__Task brief__
Could you copy the entries below verbatim, beginning with the line containing "For each instance of the stone arch, set" and continuing through the last line of the entries?

__Dataset extract__

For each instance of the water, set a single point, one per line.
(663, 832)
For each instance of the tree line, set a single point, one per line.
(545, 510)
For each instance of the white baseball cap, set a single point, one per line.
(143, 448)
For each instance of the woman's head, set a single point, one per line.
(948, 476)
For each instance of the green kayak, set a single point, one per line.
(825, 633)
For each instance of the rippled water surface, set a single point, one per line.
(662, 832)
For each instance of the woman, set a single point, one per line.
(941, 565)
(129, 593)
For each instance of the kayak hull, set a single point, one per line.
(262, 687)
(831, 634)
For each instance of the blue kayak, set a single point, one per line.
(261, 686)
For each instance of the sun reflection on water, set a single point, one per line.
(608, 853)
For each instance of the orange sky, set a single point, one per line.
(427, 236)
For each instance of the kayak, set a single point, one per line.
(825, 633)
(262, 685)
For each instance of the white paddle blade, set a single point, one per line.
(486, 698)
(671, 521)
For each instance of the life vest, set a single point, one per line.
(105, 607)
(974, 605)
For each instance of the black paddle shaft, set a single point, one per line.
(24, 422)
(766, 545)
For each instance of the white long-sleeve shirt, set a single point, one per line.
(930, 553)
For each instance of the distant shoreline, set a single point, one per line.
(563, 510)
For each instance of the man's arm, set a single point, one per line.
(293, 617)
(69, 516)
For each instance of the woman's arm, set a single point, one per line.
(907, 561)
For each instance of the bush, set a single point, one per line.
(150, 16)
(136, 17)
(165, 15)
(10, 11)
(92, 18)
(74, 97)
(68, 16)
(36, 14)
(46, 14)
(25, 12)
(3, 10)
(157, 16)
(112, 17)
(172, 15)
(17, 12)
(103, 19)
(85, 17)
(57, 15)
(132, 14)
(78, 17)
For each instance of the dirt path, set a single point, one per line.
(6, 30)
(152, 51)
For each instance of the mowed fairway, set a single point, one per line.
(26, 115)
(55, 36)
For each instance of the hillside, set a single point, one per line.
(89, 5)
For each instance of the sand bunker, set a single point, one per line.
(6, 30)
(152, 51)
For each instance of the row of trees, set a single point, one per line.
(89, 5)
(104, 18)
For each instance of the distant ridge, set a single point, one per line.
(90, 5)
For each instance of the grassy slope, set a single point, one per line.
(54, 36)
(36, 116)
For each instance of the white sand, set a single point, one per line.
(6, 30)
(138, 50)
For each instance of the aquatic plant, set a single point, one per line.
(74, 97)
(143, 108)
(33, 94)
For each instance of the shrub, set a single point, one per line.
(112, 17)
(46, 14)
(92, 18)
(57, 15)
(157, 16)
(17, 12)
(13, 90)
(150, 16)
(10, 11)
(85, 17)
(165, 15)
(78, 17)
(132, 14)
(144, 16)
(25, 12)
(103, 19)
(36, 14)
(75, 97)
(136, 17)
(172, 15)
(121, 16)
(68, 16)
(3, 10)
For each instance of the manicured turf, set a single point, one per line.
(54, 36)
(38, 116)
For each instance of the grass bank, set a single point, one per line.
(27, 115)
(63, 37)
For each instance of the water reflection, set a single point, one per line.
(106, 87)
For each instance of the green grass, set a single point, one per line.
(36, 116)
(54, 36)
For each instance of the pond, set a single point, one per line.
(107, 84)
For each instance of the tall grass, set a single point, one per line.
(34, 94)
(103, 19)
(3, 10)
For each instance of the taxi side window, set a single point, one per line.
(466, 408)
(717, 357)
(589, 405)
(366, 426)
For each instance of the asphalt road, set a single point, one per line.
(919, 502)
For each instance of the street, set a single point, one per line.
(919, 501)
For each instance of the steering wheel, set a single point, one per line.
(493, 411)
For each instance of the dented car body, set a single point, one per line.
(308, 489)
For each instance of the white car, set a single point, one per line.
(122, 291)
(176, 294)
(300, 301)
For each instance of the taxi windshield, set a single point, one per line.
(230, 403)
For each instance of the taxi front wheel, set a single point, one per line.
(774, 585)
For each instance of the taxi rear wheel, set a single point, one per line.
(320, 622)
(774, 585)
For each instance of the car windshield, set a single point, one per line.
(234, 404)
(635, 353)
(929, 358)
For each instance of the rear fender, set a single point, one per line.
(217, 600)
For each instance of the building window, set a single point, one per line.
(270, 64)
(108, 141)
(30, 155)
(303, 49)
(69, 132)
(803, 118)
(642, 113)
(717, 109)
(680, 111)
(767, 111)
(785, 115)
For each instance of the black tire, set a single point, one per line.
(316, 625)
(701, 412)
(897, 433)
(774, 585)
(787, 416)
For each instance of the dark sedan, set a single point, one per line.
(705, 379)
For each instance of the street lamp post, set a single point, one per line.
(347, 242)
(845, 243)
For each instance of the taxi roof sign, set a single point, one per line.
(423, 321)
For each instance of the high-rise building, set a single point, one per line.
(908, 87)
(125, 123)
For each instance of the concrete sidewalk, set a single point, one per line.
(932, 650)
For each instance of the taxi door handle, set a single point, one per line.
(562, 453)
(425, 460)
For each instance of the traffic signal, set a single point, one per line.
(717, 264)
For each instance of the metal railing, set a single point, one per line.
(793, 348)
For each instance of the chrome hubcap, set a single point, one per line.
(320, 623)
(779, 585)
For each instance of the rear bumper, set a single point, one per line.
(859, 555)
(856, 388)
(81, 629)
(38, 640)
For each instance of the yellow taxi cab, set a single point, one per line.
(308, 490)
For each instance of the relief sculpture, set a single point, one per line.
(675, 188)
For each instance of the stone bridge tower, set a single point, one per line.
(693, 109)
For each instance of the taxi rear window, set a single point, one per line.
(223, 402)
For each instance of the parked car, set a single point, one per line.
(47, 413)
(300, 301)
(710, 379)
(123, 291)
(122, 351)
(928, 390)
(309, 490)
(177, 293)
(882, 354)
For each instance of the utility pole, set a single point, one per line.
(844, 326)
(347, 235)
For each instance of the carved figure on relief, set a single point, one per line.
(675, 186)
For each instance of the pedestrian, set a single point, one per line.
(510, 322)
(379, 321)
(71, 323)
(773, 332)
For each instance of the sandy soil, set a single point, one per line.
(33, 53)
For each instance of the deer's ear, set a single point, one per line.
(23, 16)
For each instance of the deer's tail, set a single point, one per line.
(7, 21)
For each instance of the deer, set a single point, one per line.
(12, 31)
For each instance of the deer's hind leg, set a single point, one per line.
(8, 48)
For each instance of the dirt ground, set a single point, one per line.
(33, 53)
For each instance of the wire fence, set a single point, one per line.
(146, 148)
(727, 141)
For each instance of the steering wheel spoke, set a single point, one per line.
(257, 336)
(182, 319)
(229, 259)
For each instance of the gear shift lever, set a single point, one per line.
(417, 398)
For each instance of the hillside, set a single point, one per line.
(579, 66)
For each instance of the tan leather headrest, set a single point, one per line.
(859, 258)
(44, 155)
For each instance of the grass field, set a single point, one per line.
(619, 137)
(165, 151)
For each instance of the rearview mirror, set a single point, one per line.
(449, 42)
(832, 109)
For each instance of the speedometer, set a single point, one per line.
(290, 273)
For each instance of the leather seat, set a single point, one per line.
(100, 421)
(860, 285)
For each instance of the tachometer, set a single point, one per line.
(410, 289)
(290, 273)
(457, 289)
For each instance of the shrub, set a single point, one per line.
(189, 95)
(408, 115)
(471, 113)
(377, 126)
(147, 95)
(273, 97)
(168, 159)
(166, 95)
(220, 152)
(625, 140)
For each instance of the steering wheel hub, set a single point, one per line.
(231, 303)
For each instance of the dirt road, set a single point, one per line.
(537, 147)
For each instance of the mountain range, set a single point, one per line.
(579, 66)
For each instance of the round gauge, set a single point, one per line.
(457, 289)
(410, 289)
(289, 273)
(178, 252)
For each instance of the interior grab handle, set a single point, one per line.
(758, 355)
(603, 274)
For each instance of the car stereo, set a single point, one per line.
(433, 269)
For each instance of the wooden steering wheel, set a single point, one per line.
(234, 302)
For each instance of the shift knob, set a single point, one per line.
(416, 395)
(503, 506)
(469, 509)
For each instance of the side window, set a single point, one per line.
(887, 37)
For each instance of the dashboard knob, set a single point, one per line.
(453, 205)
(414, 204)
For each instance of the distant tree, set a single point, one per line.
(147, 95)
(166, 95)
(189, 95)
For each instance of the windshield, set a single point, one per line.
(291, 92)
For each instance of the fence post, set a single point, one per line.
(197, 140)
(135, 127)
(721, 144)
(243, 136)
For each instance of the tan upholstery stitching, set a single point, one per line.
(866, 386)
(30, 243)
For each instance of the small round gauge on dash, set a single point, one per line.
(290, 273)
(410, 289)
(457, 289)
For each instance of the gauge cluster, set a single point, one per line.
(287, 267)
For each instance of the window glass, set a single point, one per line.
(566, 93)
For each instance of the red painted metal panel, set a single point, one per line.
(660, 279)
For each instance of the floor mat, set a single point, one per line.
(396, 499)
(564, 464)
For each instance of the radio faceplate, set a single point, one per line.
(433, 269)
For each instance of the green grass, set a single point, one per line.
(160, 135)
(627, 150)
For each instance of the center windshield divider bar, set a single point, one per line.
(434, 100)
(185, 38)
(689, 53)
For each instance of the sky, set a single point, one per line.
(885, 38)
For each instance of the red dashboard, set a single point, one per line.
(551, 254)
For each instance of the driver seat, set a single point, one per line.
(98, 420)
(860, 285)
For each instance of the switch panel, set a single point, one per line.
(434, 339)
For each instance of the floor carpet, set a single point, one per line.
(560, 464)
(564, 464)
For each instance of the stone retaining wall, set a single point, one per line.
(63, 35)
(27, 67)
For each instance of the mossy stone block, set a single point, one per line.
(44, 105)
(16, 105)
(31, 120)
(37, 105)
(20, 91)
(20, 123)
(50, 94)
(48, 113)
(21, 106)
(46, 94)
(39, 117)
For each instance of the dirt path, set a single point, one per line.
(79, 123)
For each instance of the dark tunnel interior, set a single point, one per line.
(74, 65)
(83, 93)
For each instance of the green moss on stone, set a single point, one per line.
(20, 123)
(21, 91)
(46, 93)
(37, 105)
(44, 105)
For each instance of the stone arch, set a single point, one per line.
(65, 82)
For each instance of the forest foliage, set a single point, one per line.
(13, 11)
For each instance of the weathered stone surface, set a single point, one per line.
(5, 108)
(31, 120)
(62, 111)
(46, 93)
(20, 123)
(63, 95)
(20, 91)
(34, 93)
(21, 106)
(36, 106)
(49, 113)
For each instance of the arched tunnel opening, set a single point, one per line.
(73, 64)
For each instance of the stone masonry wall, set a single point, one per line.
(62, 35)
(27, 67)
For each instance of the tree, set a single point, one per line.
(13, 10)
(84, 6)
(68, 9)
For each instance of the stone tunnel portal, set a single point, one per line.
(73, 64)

__Reply to the exercise__
For each instance of the stone arch, set a single point, one per line.
(65, 82)
For each instance of the forest foliage, set a single point, one per line.
(13, 11)
For each instance of the weathered stone surface, set a single point, one per line.
(5, 108)
(31, 120)
(62, 111)
(46, 93)
(20, 123)
(63, 95)
(20, 91)
(34, 93)
(21, 106)
(36, 106)
(49, 113)
For each instance of the arched tunnel opening, set a single point, one per line.
(73, 64)
For each instance of the stone masonry wall, set a single point, one per line.
(62, 35)
(27, 67)
For each instance of the tree, set a single point, one per line.
(13, 10)
(84, 6)
(68, 9)
For each instance of the stone tunnel portal, set a single point, one per line.
(73, 64)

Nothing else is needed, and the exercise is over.